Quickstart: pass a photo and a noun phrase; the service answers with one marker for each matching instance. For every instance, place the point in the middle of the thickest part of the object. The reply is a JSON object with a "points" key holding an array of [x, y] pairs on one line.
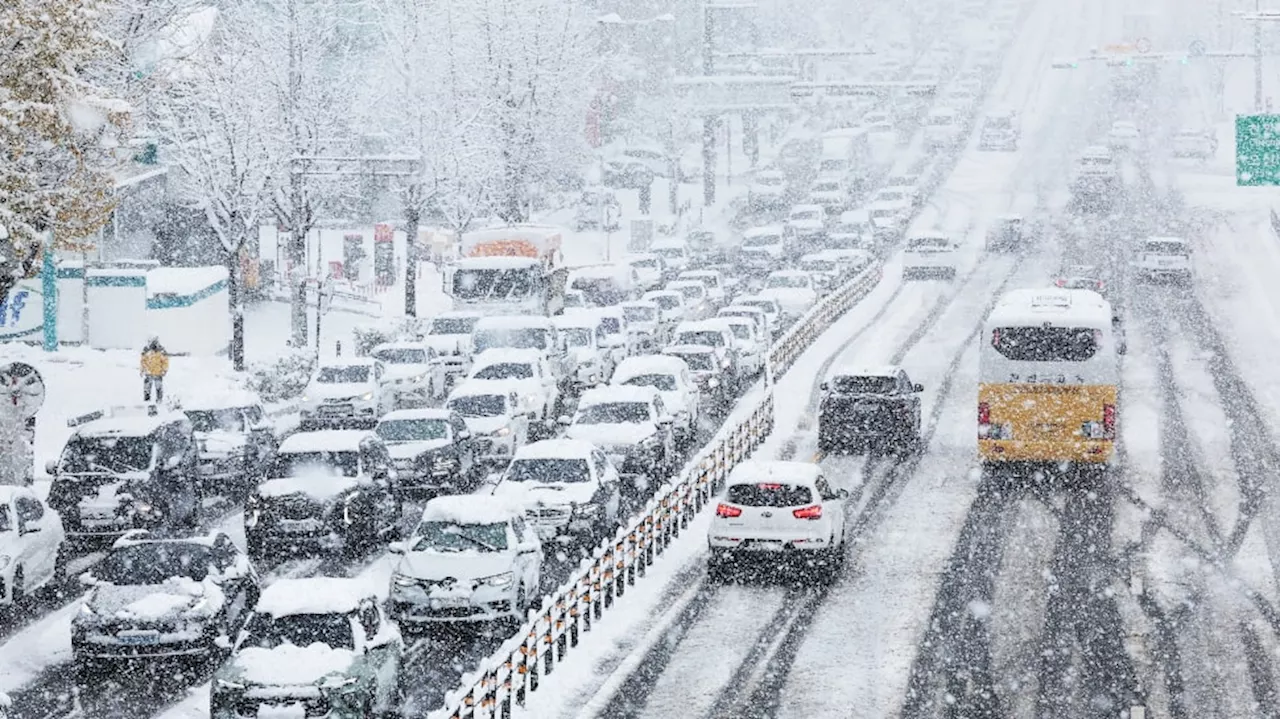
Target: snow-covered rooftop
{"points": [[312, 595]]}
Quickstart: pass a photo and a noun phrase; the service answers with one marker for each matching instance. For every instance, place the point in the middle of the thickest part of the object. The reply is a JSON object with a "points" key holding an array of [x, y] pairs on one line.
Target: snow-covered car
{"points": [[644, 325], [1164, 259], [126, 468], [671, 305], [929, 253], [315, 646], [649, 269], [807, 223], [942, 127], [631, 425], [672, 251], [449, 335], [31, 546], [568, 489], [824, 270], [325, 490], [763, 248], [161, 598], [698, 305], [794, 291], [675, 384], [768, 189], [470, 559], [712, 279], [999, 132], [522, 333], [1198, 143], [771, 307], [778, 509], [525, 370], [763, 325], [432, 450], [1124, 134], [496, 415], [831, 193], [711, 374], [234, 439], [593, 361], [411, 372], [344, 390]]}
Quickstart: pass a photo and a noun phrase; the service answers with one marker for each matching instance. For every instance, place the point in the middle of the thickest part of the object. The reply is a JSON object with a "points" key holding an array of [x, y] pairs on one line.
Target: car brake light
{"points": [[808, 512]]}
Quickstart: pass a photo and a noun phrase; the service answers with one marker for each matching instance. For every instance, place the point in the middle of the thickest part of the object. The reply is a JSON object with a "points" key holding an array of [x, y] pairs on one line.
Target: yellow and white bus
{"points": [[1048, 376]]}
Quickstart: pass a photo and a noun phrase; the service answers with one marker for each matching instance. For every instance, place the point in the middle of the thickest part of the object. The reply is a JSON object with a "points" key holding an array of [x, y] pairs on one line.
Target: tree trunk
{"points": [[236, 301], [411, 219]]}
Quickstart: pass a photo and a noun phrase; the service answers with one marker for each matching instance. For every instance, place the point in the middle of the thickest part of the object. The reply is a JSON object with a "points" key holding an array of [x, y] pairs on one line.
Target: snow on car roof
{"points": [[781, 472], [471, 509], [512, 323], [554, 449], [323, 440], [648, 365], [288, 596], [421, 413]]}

Assignment | Repeat the data exactly as written, but without the pictures.

Task output |
Quickstart: pass a photo and a noun phrase; the service answers with one marker for each matching instance. For every instance, place the point in the middle of the thickest part of the object. The reply is a JSON object with a "points" key holding an array of [x, y] pairs on one line.
Target: snow-covered rooftop
{"points": [[312, 595]]}
Quickstart: pass a photo and a noun phrase; the service answers with one marker for each matching instance. For every instance, place the point in the middle of the thickest part of the object. The reply is a JSON object with a "points" key holding an array of [x, y] pairs on one line.
Target: snow-covered car
{"points": [[644, 325], [1164, 259], [126, 468], [671, 305], [929, 253], [315, 646], [649, 269], [807, 223], [942, 127], [631, 425], [672, 251], [449, 335], [31, 546], [568, 489], [824, 270], [325, 490], [763, 248], [161, 598], [698, 305], [794, 291], [675, 384], [768, 189], [470, 559], [712, 279], [999, 132], [522, 333], [1198, 143], [771, 307], [778, 509], [525, 370], [763, 325], [432, 450], [1124, 134], [496, 415], [831, 193], [711, 374], [234, 439], [593, 361], [411, 372], [344, 390]]}
Quickstart: pass a photo and a noun phrase; the service answers with one marker for each matching instance. For every instance, place the point in the middle of the thickest part of the object. The reply is a JSON object with a "points" key holding an array of [x, y] pairs on one line.
Target: car brake light
{"points": [[808, 512]]}
Quickstart: pass a photo and a noun phrase; the service answers with one marker for each matching instance. For every instance, place the point in the middle of the thickest part of the object. The reply is a JSON object with a "points" key holding an array of [x, y] pairs on one line.
Target: yellow and white bus
{"points": [[1048, 376]]}
Quickstart: pass a photo and a noun phrase; the service answers with one marker for each matching instance. For every instance, place the point in the middle of the thickest part of the object. The reply is a JSON object with a "points" key holding an array of [x, y] pairs on one line.
Target: tree trunk
{"points": [[236, 301], [411, 219]]}
Quickstart: pass a photo and a noun phrase; the service answers with one marker for each matching instance. For every instance, place the point in the middle of the thickest part of the object. The reply is a JSON object with a "points" key holding an array of [x, y] pairs on one line.
Target: snow on car roof
{"points": [[781, 472], [471, 509], [512, 323], [554, 449], [323, 440], [648, 365], [288, 596], [421, 413]]}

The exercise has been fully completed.